━━━ Available records ━━━
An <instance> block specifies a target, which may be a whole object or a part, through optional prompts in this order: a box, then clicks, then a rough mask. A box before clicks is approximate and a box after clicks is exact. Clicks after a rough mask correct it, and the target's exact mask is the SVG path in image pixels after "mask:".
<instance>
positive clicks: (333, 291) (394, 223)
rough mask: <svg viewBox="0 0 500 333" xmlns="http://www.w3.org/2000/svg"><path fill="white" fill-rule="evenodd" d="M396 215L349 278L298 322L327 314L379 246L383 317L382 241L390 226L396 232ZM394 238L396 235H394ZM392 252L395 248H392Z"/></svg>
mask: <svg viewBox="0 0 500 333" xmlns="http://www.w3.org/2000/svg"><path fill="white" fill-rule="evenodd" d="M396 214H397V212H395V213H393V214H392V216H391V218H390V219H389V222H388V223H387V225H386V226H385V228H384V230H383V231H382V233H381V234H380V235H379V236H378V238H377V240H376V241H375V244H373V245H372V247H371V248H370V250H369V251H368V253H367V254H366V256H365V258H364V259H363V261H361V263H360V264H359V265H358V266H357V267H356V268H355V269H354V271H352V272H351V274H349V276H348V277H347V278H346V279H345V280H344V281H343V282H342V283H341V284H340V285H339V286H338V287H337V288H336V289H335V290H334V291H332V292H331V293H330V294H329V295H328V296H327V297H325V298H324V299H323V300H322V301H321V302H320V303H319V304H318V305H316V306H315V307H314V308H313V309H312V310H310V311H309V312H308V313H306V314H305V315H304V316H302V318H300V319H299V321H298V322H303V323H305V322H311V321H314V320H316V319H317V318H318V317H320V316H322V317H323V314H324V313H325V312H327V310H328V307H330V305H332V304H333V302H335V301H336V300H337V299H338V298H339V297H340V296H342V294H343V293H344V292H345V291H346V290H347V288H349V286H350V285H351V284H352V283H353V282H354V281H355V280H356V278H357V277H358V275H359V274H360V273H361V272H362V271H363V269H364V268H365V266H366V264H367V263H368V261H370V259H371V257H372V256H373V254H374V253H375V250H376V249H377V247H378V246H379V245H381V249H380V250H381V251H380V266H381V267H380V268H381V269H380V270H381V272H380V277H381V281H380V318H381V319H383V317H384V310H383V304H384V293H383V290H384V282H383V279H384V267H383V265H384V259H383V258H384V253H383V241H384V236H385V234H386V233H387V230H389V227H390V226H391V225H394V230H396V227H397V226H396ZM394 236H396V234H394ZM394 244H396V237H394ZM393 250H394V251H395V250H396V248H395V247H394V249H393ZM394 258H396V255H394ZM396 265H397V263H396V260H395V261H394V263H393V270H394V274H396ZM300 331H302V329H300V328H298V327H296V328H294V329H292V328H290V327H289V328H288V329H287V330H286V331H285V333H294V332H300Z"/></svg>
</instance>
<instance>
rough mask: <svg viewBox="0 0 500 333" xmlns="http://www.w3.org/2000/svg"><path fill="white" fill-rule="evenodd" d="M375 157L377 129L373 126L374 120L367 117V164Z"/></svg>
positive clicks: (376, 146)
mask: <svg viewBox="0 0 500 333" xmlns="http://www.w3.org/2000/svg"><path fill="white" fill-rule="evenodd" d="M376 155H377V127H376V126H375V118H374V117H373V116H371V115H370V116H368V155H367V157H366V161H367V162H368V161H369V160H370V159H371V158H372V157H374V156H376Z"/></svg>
━━━
**What to produce**
Quote all of the lines above word for word, with no change at all.

**Response**
An <instance> block specifies a target, which may be a whole object or a part, through optional prompts in this order: a box, then clicks, then a rough mask. A box before clicks is approximate and a box after clicks is exact. Clicks after a rough mask correct it, and the target's exact mask is the SVG path in image pixels after "mask:".
<instance>
positive clicks: (333, 291) (394, 223)
rough mask: <svg viewBox="0 0 500 333" xmlns="http://www.w3.org/2000/svg"><path fill="white" fill-rule="evenodd" d="M396 215L349 278L298 322L327 314L379 246L383 317L382 241L390 226L396 232ZM394 238L396 235H394ZM392 252L395 248H392Z"/></svg>
mask: <svg viewBox="0 0 500 333" xmlns="http://www.w3.org/2000/svg"><path fill="white" fill-rule="evenodd" d="M396 214H397V212H395V213H393V214H392V216H391V218H390V219H389V222H388V223H387V225H386V226H385V228H384V230H383V231H382V233H381V234H380V235H379V236H378V238H377V240H376V241H375V244H373V245H372V247H371V248H370V250H369V251H368V253H367V254H366V256H365V258H364V259H363V261H361V263H360V264H359V265H358V266H357V267H356V268H355V269H354V271H352V272H351V274H349V276H348V277H347V278H346V279H345V280H344V281H343V282H342V283H341V284H340V285H339V286H338V287H337V288H336V289H335V290H334V291H332V292H331V293H330V294H329V295H328V296H327V297H325V298H324V299H323V300H322V301H321V302H320V303H319V304H318V305H316V306H315V307H314V308H313V309H312V310H310V311H309V312H308V313H306V314H305V315H304V316H302V318H300V319H299V321H298V322H303V323H305V322H311V321H314V320H316V319H317V318H318V317H320V316H322V317H323V314H324V313H325V312H327V310H328V307H330V305H332V304H333V302H335V301H336V300H337V299H338V298H339V297H340V296H342V294H343V293H344V292H345V291H346V290H347V288H349V286H350V285H351V284H352V283H353V282H354V281H355V280H356V278H357V277H358V275H359V274H360V273H361V272H362V271H363V269H364V268H365V266H366V264H367V263H368V261H370V259H371V257H372V256H373V254H374V253H375V250H376V249H377V247H378V246H379V245H381V249H380V250H381V251H380V266H381V267H380V268H381V269H380V270H381V272H380V277H381V281H380V318H381V319H383V317H384V310H383V304H384V293H383V290H384V282H383V279H384V267H383V265H384V259H383V258H384V253H383V241H384V236H385V234H386V233H387V230H389V227H390V226H391V225H394V230H396V227H397V226H396ZM394 236H396V234H394ZM394 244H396V237H394ZM393 250H394V251H395V250H396V248H395V247H394V249H393ZM394 258H396V255H394ZM396 265H397V263H396V260H395V261H394V263H393V270H394V274H396ZM300 331H302V329H300V328H298V327H296V328H294V329H292V328H290V327H289V328H288V329H287V330H286V331H285V333H294V332H300Z"/></svg>
</instance>
<instance>
rough mask: <svg viewBox="0 0 500 333" xmlns="http://www.w3.org/2000/svg"><path fill="white" fill-rule="evenodd" d="M375 157L377 129L373 126L374 120L367 117V164Z"/></svg>
positive clicks: (376, 146)
mask: <svg viewBox="0 0 500 333" xmlns="http://www.w3.org/2000/svg"><path fill="white" fill-rule="evenodd" d="M376 155H377V127H376V126H375V118H374V117H373V116H371V115H370V116H368V155H367V157H366V161H367V162H368V161H369V160H370V159H371V158H372V157H374V156H376Z"/></svg>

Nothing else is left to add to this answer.